======== THE DATA

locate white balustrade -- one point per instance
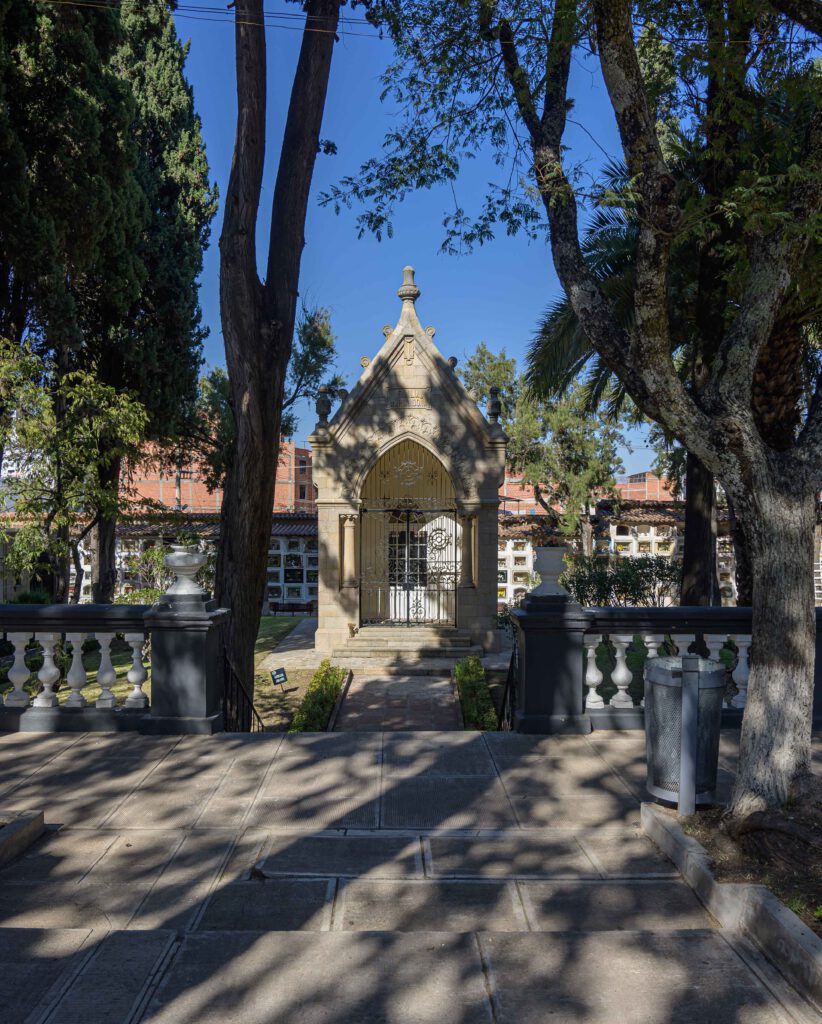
(715, 642)
(741, 672)
(136, 674)
(106, 676)
(18, 673)
(77, 673)
(621, 675)
(49, 673)
(593, 673)
(652, 641)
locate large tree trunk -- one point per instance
(103, 544)
(775, 744)
(258, 320)
(699, 584)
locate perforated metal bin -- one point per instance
(683, 740)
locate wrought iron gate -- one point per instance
(408, 566)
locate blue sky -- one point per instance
(493, 295)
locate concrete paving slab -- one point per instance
(536, 807)
(518, 855)
(594, 906)
(630, 977)
(83, 904)
(111, 985)
(375, 855)
(302, 978)
(186, 881)
(451, 754)
(57, 856)
(32, 964)
(269, 905)
(444, 803)
(626, 854)
(363, 904)
(304, 801)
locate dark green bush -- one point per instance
(478, 711)
(31, 597)
(316, 706)
(598, 582)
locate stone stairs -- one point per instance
(406, 650)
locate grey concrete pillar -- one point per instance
(187, 654)
(549, 634)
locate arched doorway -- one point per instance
(408, 541)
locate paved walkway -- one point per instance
(354, 879)
(399, 704)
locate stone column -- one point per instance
(348, 559)
(467, 552)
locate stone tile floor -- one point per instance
(356, 878)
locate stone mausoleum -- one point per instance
(407, 472)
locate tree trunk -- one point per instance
(699, 584)
(775, 744)
(103, 544)
(258, 320)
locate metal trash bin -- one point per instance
(683, 715)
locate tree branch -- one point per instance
(808, 13)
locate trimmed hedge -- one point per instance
(478, 710)
(317, 704)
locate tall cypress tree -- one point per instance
(157, 351)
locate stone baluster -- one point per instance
(106, 676)
(593, 674)
(652, 641)
(49, 673)
(621, 674)
(683, 642)
(715, 642)
(136, 674)
(77, 673)
(18, 673)
(741, 672)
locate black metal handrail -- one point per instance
(240, 715)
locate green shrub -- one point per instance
(316, 706)
(31, 597)
(478, 710)
(145, 595)
(598, 582)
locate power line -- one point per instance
(223, 16)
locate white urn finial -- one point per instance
(408, 291)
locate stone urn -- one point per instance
(185, 561)
(549, 564)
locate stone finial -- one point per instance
(322, 406)
(494, 406)
(408, 292)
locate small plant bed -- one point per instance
(472, 686)
(314, 711)
(782, 851)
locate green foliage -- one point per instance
(599, 582)
(212, 429)
(316, 706)
(31, 597)
(143, 595)
(62, 428)
(478, 711)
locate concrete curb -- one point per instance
(339, 701)
(19, 829)
(750, 909)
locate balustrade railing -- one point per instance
(676, 631)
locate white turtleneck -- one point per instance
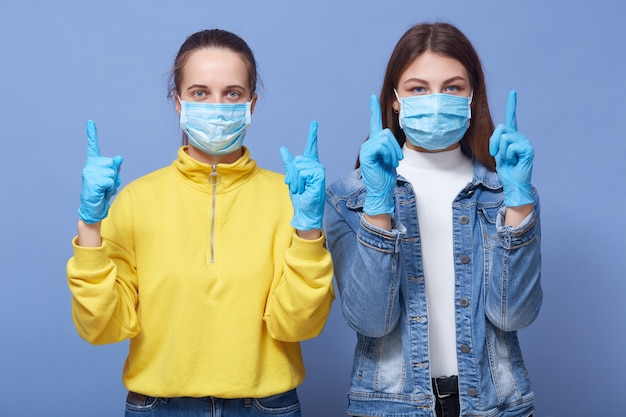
(437, 179)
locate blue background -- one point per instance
(63, 62)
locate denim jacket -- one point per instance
(381, 282)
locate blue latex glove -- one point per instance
(379, 158)
(514, 158)
(307, 184)
(100, 180)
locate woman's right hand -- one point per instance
(379, 158)
(100, 180)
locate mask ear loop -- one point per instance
(400, 112)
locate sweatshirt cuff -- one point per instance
(90, 258)
(314, 250)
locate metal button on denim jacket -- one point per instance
(381, 283)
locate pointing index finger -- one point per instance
(376, 121)
(511, 110)
(311, 143)
(93, 148)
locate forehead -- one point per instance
(211, 65)
(430, 66)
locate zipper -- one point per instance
(214, 179)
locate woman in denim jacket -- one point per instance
(435, 240)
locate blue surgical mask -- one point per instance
(434, 121)
(215, 128)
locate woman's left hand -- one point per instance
(514, 158)
(307, 184)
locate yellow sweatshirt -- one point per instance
(201, 270)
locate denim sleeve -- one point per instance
(514, 293)
(365, 262)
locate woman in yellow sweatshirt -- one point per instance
(212, 266)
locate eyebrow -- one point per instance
(191, 87)
(449, 80)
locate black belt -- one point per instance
(445, 386)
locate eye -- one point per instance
(233, 95)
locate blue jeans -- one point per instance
(280, 405)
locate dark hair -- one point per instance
(444, 39)
(212, 38)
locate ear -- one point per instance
(177, 103)
(253, 102)
(396, 105)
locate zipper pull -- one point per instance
(214, 176)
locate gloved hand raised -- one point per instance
(379, 158)
(514, 158)
(307, 184)
(100, 180)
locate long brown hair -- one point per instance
(211, 38)
(444, 39)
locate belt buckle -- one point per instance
(437, 393)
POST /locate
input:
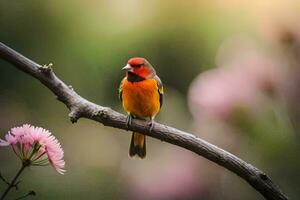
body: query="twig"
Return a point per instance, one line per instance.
(7, 183)
(82, 108)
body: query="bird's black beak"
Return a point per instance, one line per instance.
(127, 68)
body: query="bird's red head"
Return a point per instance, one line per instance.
(140, 67)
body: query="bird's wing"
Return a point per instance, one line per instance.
(121, 89)
(160, 89)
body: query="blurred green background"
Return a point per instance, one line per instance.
(231, 72)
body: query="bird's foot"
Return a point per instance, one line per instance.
(128, 121)
(151, 124)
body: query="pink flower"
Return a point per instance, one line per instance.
(35, 146)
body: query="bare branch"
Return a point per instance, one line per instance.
(82, 108)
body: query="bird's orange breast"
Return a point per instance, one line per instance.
(140, 99)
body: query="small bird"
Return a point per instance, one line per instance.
(141, 95)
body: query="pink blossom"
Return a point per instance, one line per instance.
(245, 75)
(35, 146)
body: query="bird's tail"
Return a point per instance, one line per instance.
(137, 145)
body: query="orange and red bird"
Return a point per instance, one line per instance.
(141, 95)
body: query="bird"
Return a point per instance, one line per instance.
(141, 95)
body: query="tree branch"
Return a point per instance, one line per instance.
(82, 108)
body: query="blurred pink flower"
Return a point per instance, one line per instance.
(35, 146)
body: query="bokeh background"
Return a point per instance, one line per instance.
(231, 72)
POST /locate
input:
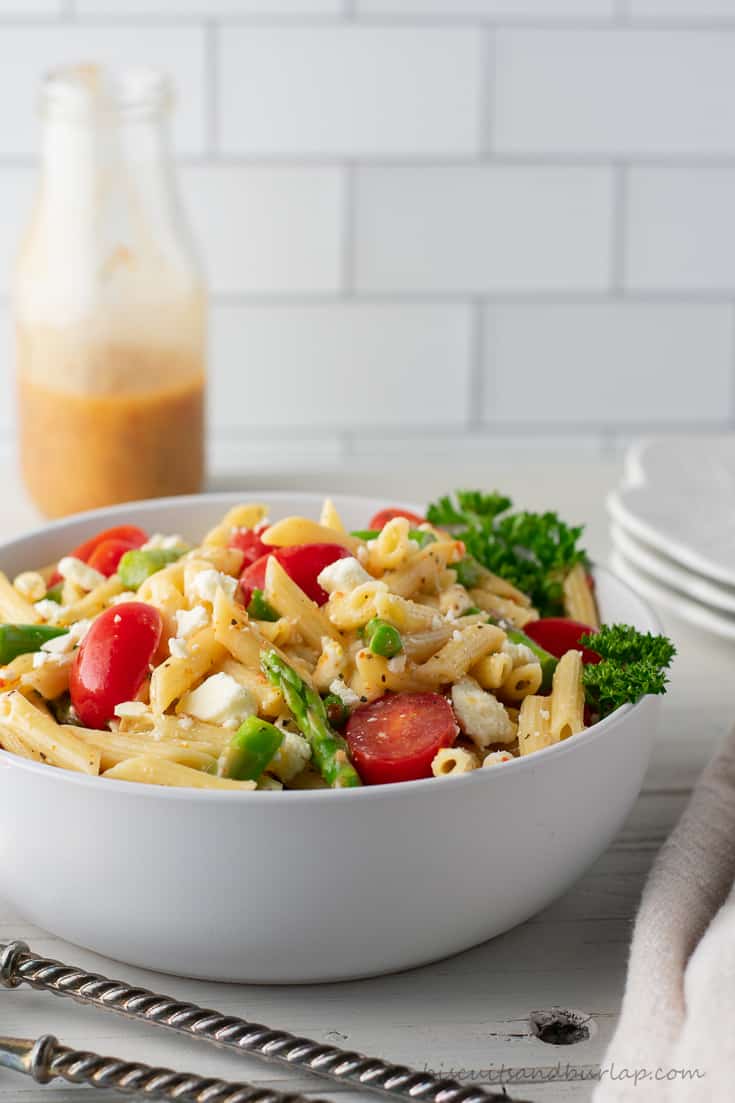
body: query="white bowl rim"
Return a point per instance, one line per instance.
(482, 775)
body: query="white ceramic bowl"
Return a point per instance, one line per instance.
(307, 886)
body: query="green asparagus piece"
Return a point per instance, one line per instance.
(329, 749)
(138, 565)
(547, 661)
(383, 639)
(418, 535)
(338, 714)
(22, 639)
(259, 609)
(249, 750)
(55, 593)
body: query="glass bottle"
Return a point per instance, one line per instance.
(109, 302)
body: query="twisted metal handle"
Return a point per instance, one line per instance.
(45, 1060)
(18, 965)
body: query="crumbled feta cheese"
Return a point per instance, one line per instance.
(269, 783)
(291, 757)
(41, 657)
(343, 575)
(50, 610)
(80, 573)
(348, 696)
(130, 708)
(174, 543)
(62, 644)
(190, 620)
(497, 758)
(206, 584)
(480, 715)
(220, 699)
(119, 599)
(178, 649)
(520, 653)
(30, 585)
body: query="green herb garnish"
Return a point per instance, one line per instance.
(531, 550)
(632, 665)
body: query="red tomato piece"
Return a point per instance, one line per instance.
(113, 661)
(107, 555)
(383, 516)
(396, 737)
(304, 563)
(248, 542)
(134, 536)
(557, 635)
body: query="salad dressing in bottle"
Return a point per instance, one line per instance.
(110, 308)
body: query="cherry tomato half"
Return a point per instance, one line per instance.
(396, 737)
(134, 536)
(107, 555)
(383, 516)
(113, 661)
(557, 635)
(304, 563)
(248, 542)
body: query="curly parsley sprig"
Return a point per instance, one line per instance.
(532, 550)
(632, 665)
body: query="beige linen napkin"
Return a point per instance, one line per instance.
(679, 1006)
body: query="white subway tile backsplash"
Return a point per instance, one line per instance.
(328, 90)
(586, 365)
(267, 229)
(471, 228)
(685, 10)
(210, 8)
(680, 231)
(340, 365)
(30, 8)
(7, 374)
(17, 192)
(514, 10)
(615, 92)
(27, 53)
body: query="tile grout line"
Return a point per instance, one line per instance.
(619, 229)
(478, 381)
(212, 88)
(489, 93)
(349, 231)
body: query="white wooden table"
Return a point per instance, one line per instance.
(471, 1012)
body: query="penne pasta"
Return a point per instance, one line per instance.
(302, 531)
(534, 725)
(567, 714)
(579, 598)
(14, 609)
(177, 676)
(159, 771)
(53, 742)
(290, 601)
(241, 516)
(464, 650)
(93, 602)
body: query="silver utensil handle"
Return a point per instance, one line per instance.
(18, 965)
(45, 1060)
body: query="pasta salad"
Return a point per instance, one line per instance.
(301, 655)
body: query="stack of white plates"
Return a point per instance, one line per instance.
(673, 527)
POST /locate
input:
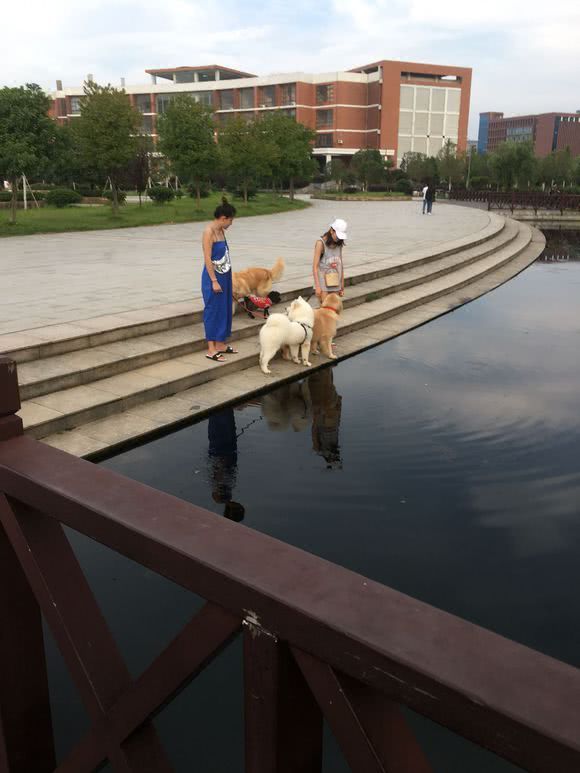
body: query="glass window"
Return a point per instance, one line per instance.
(288, 93)
(422, 96)
(453, 96)
(451, 125)
(407, 96)
(143, 103)
(324, 118)
(405, 122)
(206, 75)
(203, 97)
(421, 123)
(246, 98)
(436, 123)
(226, 99)
(420, 145)
(267, 96)
(324, 140)
(438, 100)
(162, 100)
(324, 94)
(186, 76)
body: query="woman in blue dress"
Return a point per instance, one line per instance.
(216, 283)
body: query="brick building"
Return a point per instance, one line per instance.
(546, 131)
(394, 107)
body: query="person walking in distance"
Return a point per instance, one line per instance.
(429, 197)
(216, 283)
(327, 266)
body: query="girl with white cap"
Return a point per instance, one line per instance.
(327, 266)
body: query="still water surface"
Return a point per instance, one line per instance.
(444, 463)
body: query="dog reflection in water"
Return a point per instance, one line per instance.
(223, 461)
(313, 402)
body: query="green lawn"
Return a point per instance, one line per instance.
(50, 220)
(337, 195)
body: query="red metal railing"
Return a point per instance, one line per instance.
(520, 200)
(318, 640)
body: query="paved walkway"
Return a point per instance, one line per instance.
(55, 278)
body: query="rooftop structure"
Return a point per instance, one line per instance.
(394, 107)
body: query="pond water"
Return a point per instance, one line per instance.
(444, 463)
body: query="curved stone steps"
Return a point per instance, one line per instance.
(65, 371)
(121, 395)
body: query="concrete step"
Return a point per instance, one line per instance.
(69, 408)
(55, 340)
(65, 371)
(151, 419)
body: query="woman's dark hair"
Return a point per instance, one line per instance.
(329, 241)
(225, 209)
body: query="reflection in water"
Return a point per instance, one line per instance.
(456, 480)
(312, 402)
(223, 461)
(326, 410)
(562, 246)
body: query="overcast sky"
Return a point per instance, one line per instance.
(525, 55)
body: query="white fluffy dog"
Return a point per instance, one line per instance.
(294, 331)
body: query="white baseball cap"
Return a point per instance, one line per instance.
(339, 226)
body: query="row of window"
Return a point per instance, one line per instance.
(222, 118)
(265, 97)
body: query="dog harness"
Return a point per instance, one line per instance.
(306, 327)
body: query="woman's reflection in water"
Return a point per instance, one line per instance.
(223, 461)
(314, 403)
(326, 409)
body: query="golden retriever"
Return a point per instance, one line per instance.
(325, 322)
(256, 281)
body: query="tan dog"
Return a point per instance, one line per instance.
(325, 322)
(256, 281)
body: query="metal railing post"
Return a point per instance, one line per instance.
(10, 424)
(26, 737)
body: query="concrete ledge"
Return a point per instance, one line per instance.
(381, 320)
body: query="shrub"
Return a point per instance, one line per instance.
(62, 197)
(238, 193)
(204, 191)
(480, 182)
(121, 196)
(404, 185)
(6, 196)
(160, 195)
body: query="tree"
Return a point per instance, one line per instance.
(138, 172)
(451, 165)
(513, 163)
(420, 167)
(186, 138)
(107, 134)
(293, 141)
(28, 136)
(340, 173)
(369, 166)
(247, 153)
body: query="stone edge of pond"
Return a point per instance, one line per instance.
(250, 382)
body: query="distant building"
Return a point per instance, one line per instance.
(394, 107)
(546, 131)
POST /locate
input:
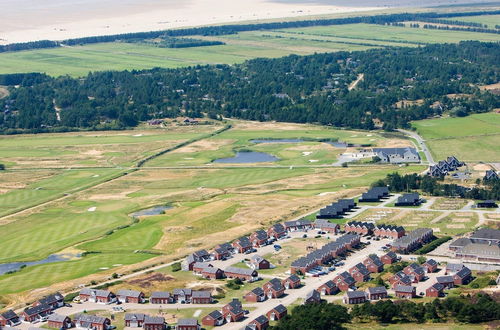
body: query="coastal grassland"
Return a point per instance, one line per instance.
(310, 151)
(93, 149)
(393, 33)
(210, 206)
(490, 20)
(471, 138)
(80, 60)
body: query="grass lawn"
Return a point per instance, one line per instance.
(471, 138)
(79, 60)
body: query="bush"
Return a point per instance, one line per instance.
(176, 267)
(70, 296)
(432, 245)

================

## PROBLEM TO SOLVE
Gather every line from the listing above in which the word "tomato" appears.

## SOLUTION TO THIS EXERCISE
body: query="red tomato piece"
body: query="cherry tomato half"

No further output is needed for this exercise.